─── READING TEXT

Black rot of brassicas: prevention and control

This page provides information on prevention and control of black rot of brassicas caused by Xanthomonas campestris pv. campestris.

This information was last updated in 2023.

Black rot is very difficult to control once disease has become established in a crop and symptoms are widespread. The best means of control is prevention through the use of clean (pathogen-free) seed and transplants. It is important to remember that the pathogen may be present in the absence of disease symptoms.

Seed testing

The most effective means of control is to use healthy seed: i.e. seed which has been tested to confirm that it meets the required standards.

It is important for growers to be aware that there are no official health standards and there is no statutory requirement for brassica seed to be tested for Xanthomonas.

Modelling of different risk scenarios has indicated that effective control (overall risk of disease less than 10%) in transplanted brassicas can be achieved by testing 6 x 10,000 seeds by a method that incorporates a centrifugation step.

Not all commercial seed suppliers apply this standard. Some may routinely test a total of 30,000 seeds; this standard is not adequate for transplanted crops, therefore it is vital to check with seed suppliers how many seeds have been tested or what standard has been applied.

Seed treatment

Hot water and similar physical treatments may be considered if valuable seed stocks are known to be infected, but it is vital that post-treatment testing is performed to demonstrate the treatment has been effective.

In research project CP 191 we showed that hot water treatment could give significant reductions in disease in the field.

Plant raising

Most vegetable brassica crops are grown from module transplants raised by specialist nurseries.

Plant-raisers should ensure that seed has been tested to the highest standards, and good hygiene practices [link to Hygiene below] should be followed at all times .

──────
─── DATA EXTRACTS

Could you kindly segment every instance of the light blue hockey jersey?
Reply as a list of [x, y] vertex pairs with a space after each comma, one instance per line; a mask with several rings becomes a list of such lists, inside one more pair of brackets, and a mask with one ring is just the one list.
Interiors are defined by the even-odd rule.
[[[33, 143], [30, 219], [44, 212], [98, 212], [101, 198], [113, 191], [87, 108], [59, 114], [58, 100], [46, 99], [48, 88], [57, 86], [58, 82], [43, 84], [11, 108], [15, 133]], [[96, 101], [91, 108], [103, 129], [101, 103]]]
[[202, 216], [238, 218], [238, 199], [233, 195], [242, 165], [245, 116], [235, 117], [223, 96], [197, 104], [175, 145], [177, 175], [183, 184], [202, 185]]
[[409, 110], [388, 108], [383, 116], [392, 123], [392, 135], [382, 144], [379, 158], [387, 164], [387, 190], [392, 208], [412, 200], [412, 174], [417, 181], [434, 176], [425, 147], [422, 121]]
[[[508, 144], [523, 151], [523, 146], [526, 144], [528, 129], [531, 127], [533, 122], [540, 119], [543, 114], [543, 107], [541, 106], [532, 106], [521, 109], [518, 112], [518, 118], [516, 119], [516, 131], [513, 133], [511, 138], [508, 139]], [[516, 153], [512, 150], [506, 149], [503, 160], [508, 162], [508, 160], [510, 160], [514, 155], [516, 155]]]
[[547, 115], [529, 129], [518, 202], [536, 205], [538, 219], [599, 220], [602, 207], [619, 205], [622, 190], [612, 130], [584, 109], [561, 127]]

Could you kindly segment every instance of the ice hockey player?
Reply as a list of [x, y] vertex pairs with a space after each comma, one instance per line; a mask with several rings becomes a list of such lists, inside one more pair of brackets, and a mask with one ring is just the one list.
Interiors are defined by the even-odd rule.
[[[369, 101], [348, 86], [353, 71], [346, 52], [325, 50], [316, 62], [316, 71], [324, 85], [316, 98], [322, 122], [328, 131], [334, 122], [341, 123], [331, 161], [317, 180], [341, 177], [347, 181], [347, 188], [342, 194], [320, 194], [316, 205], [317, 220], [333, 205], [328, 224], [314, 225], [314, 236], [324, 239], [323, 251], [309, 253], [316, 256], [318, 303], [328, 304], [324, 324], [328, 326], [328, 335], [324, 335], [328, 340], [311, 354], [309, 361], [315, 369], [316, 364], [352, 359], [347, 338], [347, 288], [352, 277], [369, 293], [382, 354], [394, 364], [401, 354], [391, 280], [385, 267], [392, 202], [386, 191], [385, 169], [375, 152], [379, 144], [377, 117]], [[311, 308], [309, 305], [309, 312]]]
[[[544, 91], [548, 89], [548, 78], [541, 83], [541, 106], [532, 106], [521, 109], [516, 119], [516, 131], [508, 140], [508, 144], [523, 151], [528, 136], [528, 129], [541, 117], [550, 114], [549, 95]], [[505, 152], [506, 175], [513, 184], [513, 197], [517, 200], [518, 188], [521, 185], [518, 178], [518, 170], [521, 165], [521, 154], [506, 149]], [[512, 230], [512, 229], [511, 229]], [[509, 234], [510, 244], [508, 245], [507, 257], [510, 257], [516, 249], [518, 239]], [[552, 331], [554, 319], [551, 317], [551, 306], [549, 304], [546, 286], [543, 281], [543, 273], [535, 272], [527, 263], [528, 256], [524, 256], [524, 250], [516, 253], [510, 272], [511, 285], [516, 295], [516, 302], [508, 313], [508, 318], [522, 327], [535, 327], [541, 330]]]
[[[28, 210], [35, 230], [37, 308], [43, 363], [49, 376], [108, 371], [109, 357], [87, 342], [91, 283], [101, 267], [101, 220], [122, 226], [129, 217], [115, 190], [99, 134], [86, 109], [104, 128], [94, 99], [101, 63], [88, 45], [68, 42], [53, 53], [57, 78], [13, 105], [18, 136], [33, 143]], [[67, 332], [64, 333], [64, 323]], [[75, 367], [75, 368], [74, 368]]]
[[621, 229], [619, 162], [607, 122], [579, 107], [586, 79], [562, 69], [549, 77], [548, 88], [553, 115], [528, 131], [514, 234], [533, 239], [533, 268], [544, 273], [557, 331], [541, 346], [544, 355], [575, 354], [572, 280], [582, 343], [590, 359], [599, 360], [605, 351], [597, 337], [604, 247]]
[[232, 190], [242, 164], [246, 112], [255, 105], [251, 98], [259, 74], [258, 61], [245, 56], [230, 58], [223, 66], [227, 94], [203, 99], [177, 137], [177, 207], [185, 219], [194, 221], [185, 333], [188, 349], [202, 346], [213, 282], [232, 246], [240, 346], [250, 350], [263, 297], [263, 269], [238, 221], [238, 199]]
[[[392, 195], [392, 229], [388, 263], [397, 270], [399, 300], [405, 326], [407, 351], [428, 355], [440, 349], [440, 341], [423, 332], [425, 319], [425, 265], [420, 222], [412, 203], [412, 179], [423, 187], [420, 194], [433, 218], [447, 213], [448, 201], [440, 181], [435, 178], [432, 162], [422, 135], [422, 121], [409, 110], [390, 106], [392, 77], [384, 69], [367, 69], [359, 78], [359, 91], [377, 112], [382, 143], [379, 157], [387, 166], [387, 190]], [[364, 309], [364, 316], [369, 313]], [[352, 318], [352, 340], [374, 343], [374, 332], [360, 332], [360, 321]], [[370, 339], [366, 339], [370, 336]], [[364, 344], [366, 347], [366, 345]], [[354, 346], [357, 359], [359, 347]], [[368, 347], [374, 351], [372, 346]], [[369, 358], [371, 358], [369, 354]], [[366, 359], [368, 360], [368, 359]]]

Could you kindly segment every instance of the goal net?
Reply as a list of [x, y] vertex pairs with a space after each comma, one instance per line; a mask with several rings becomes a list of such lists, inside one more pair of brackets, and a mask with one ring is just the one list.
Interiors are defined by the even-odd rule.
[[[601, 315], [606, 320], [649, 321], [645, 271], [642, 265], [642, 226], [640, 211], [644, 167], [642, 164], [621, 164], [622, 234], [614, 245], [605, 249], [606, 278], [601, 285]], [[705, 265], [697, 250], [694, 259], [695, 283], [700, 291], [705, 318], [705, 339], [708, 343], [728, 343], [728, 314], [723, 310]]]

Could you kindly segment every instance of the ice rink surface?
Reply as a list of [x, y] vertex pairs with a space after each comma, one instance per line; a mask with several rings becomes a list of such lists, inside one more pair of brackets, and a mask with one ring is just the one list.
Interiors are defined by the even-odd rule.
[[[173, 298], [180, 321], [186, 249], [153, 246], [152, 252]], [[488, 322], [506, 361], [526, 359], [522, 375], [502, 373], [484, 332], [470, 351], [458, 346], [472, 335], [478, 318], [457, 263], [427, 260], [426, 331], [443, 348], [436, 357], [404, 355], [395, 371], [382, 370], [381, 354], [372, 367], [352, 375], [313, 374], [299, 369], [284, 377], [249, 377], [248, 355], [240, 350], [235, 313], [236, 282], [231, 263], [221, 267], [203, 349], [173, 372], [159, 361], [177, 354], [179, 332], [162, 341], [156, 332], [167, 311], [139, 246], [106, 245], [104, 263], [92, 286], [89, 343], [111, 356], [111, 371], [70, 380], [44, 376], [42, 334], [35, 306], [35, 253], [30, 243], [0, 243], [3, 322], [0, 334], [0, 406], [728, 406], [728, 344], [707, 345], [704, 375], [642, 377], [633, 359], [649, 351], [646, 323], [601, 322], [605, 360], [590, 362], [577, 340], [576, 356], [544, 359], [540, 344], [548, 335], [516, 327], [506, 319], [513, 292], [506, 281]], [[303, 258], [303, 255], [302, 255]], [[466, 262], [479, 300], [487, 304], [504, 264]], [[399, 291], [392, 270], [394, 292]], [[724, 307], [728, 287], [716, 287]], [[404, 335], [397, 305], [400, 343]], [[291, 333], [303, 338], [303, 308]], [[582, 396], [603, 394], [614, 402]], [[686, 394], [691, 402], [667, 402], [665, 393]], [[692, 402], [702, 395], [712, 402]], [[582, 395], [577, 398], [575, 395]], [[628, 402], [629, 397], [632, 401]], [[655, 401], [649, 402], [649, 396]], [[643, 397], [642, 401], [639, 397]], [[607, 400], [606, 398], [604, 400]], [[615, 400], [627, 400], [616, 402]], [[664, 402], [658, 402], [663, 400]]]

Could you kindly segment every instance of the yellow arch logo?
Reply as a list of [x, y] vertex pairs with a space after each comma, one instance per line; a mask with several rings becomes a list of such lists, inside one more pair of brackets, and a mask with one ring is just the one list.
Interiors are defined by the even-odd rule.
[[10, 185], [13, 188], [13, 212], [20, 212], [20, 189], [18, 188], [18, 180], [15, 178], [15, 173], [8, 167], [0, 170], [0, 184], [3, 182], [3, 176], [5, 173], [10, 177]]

──────

== WORK TO COMPLETE ==
Decide whether each statement agrees with the black rot page, answering yes or no and quoting the deciding words from the page. 1. Brassica seed must by law be tested for Xanthomonas. 2. Testing a total of 30,000 seeds is an adequate standard for transplanted crops. 3. Most vegetable brassica crops are grown from module transplants raised by specialist nurseries.

== EXERCISE ANSWER ==
1. No: "there is no statutory requirement for brassica seed to be tested for Xanthomonas"
2. No: "this standard is not adequate for transplanted crops"
3. Yes: "Most vegetable brassica crops are grown from module transplants raised by specialist nurseries"